INSTRUCTIONS TO FOLLOW: Locate the line with "Target: person's arm" in the material. Copy that line and each one after it, through the last, exactly and with nothing else.

********************

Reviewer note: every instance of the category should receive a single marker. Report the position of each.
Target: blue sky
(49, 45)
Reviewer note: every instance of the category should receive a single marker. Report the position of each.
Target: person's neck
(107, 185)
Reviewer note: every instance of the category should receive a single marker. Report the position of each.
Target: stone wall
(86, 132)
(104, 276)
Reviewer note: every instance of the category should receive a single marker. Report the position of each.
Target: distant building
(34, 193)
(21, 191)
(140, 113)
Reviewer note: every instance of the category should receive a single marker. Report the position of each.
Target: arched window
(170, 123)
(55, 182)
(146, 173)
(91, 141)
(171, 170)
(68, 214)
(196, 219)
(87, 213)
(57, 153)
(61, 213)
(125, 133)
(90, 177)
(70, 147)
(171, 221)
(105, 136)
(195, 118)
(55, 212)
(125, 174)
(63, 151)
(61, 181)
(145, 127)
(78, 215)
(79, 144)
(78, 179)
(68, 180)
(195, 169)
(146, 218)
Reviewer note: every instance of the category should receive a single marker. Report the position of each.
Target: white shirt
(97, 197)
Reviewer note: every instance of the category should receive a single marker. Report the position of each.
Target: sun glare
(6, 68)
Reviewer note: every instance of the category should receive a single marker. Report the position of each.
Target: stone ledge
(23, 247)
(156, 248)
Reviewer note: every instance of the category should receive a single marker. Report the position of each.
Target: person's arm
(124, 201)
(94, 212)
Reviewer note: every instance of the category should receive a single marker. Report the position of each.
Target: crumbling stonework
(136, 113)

********************

RESULT FOR THIS EXERCISE:
Target: person's arm
(124, 201)
(94, 212)
Reviewer note: every instance of the category should receive a single marker. Report the position of each.
Target: crumbling stonework
(136, 113)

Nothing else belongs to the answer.